### What to work on
Please rewrite everything in the entries below from the line containing "grass strip, one" down to the line containing "pixel 65 420", swapping "grass strip" for "lawn edge" and keeping all else unchanged.

### Records to process

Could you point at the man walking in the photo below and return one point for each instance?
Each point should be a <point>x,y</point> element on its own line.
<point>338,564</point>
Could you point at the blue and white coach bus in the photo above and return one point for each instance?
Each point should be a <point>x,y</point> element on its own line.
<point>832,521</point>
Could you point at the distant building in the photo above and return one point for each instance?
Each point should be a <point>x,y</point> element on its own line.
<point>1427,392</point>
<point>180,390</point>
---
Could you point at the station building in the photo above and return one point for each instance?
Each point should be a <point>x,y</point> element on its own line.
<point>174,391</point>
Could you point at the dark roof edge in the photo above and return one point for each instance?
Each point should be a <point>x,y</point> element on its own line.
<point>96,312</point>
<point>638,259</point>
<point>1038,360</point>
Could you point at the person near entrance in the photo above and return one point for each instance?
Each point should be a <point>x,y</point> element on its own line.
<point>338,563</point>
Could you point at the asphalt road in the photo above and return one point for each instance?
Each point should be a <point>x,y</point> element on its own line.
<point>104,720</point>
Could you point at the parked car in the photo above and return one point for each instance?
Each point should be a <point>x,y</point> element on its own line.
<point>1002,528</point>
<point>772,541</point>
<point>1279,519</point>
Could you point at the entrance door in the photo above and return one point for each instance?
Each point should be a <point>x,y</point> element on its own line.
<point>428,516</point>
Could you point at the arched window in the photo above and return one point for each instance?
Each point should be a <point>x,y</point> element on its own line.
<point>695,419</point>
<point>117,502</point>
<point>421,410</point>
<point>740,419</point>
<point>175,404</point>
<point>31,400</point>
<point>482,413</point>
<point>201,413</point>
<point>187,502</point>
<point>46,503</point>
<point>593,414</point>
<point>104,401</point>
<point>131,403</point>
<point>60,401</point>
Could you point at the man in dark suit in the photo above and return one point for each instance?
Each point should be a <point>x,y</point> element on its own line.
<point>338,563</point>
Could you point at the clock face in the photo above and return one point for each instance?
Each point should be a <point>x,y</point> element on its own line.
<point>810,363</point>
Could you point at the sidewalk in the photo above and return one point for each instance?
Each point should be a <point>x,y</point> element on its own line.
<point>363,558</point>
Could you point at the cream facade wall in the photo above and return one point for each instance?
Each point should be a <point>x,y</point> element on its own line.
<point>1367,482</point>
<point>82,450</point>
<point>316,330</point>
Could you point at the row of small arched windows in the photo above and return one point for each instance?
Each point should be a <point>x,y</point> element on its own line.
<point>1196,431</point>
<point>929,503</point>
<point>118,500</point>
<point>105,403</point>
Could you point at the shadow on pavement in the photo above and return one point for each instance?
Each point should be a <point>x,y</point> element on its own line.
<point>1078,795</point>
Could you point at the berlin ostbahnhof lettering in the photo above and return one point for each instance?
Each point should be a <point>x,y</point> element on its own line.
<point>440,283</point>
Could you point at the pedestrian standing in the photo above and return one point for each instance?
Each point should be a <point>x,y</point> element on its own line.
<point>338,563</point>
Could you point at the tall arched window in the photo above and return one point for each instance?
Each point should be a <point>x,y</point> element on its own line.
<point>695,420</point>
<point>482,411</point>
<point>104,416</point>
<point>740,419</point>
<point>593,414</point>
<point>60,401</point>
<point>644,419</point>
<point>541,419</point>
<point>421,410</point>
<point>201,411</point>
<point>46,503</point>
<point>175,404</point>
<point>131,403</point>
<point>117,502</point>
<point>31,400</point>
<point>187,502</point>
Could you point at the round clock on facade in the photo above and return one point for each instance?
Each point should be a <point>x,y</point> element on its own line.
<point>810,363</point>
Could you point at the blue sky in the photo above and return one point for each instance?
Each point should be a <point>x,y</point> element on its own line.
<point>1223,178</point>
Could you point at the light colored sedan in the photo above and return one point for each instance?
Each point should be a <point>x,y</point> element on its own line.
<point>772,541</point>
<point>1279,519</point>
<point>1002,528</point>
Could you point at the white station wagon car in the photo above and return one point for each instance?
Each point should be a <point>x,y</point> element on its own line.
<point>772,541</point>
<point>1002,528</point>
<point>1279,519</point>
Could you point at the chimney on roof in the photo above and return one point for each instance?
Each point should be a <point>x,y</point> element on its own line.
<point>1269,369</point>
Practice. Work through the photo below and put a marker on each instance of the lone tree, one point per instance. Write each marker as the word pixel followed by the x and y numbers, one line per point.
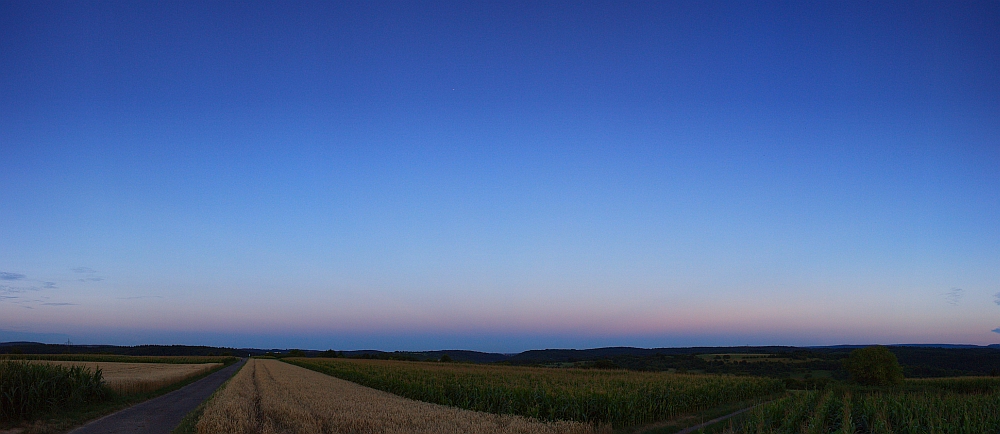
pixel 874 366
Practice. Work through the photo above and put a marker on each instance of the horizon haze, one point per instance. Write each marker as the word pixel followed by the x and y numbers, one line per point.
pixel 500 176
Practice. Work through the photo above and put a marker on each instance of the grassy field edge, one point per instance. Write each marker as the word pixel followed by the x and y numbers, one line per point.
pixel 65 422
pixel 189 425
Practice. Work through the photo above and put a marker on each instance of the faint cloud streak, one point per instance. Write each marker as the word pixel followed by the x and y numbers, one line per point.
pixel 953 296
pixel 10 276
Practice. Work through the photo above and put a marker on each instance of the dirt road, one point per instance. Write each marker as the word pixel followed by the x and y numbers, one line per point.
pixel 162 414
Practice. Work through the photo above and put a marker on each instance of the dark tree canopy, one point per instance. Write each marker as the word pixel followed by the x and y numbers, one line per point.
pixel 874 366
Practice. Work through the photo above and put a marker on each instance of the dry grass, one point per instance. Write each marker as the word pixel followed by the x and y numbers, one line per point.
* * *
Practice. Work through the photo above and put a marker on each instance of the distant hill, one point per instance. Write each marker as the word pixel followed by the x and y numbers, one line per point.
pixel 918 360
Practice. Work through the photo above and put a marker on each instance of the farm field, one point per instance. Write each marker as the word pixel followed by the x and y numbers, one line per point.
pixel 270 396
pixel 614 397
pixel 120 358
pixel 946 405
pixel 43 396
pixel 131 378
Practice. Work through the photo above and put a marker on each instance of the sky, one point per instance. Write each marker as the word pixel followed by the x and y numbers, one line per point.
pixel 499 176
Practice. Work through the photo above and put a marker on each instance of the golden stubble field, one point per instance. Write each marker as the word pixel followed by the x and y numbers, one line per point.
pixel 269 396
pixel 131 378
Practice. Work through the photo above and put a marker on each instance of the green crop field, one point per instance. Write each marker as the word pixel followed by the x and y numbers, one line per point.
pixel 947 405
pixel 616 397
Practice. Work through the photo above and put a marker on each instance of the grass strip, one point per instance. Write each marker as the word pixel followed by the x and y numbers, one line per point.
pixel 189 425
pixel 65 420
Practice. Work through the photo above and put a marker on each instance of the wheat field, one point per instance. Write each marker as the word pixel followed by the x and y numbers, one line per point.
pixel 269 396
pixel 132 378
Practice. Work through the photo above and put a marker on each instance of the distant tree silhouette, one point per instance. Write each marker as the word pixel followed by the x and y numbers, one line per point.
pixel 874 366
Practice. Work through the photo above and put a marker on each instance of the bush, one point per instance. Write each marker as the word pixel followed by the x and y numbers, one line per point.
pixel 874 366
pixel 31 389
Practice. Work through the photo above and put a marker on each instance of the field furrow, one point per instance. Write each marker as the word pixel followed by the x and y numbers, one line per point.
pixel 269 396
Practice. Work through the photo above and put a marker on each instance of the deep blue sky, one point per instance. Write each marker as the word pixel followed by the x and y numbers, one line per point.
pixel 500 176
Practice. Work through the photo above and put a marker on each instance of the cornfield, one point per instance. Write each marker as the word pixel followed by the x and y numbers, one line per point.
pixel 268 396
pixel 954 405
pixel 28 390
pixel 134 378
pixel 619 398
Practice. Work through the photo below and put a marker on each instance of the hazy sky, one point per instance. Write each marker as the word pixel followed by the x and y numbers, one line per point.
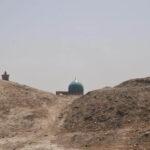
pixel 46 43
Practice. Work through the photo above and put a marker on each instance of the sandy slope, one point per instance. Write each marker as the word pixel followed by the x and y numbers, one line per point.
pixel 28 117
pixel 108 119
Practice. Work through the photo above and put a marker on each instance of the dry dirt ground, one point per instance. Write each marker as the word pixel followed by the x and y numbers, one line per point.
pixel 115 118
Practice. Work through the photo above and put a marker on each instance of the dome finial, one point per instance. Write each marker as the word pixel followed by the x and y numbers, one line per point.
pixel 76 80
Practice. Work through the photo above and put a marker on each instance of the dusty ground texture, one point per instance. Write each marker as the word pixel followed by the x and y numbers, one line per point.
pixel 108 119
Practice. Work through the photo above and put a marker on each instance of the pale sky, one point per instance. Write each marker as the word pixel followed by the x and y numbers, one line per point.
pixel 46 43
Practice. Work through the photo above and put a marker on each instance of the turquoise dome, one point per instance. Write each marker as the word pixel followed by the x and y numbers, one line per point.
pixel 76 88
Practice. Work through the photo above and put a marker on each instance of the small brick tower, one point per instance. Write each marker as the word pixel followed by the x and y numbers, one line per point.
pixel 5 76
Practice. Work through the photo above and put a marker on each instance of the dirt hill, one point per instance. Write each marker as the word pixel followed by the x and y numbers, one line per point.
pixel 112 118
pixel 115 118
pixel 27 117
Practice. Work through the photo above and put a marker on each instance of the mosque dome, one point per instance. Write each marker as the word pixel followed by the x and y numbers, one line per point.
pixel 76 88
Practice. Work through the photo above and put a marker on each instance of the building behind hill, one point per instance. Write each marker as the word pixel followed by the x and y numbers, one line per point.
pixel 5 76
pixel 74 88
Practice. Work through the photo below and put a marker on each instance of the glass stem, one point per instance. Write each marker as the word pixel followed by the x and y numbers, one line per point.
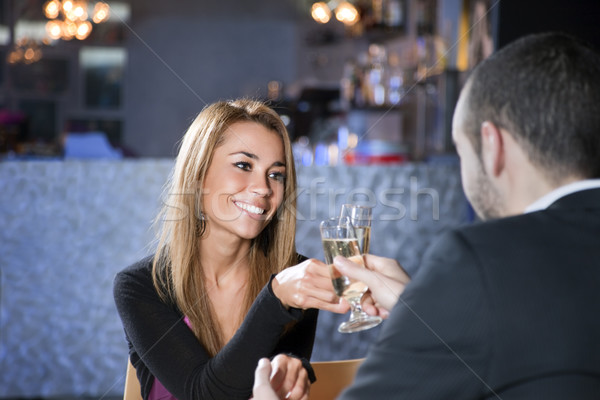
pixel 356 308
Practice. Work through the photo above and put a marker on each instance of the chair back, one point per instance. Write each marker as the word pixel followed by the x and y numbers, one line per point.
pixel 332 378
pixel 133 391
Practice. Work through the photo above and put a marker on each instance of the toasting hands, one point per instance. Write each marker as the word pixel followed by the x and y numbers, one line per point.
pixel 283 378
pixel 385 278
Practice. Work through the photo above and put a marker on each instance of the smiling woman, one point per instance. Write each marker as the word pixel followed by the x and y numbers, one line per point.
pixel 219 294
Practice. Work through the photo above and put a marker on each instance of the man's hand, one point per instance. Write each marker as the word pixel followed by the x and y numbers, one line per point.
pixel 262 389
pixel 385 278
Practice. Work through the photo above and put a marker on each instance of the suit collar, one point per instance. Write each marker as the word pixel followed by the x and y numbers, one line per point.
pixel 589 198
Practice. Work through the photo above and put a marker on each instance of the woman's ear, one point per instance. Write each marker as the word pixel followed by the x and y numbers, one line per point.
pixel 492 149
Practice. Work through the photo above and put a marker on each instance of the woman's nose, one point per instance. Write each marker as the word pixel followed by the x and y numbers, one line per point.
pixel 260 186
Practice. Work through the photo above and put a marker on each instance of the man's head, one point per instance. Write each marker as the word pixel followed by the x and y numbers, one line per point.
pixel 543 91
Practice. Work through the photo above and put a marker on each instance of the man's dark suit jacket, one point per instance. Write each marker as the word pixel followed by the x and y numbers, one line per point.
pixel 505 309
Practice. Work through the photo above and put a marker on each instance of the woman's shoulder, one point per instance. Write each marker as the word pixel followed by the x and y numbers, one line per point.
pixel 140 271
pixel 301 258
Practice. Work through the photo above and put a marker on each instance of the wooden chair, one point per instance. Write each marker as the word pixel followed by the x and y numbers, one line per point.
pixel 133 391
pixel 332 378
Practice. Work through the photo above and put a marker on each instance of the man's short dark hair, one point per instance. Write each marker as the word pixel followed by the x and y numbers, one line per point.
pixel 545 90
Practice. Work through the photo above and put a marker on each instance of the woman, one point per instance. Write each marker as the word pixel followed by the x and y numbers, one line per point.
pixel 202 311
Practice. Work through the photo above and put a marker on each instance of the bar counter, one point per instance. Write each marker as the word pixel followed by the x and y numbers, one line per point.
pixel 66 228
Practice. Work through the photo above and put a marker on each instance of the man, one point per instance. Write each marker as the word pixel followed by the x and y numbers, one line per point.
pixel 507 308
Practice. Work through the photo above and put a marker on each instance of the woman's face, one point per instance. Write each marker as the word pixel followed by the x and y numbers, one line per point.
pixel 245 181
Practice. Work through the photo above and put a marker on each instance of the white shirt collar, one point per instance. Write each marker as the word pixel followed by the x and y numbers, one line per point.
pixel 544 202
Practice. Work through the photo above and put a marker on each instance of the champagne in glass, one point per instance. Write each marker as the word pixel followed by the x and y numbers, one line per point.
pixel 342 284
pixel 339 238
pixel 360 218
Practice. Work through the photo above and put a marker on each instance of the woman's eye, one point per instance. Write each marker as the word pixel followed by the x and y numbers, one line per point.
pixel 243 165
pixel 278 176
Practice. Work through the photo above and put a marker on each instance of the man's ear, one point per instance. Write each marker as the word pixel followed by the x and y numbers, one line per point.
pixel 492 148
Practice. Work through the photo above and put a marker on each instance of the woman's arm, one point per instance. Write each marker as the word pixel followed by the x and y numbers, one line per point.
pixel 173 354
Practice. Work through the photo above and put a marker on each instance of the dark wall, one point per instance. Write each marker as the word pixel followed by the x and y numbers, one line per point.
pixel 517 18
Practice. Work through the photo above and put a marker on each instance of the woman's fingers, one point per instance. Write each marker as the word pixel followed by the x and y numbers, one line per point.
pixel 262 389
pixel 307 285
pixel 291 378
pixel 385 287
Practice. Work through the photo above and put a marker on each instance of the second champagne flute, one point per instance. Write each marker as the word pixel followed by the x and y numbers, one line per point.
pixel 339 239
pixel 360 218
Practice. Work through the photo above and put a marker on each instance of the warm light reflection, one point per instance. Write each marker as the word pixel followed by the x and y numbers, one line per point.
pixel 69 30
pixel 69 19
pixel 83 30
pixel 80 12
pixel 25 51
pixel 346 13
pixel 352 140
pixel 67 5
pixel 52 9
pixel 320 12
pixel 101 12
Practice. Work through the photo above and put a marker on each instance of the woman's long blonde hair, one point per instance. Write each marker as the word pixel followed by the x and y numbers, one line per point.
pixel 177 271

### Correct answer
Practice. Work through the photo above and put a marker on each instance of the lawn edge, one point per instance. Write each marker as the word pixel followed by the x and y numbers, one line per point.
pixel 189 425
pixel 65 420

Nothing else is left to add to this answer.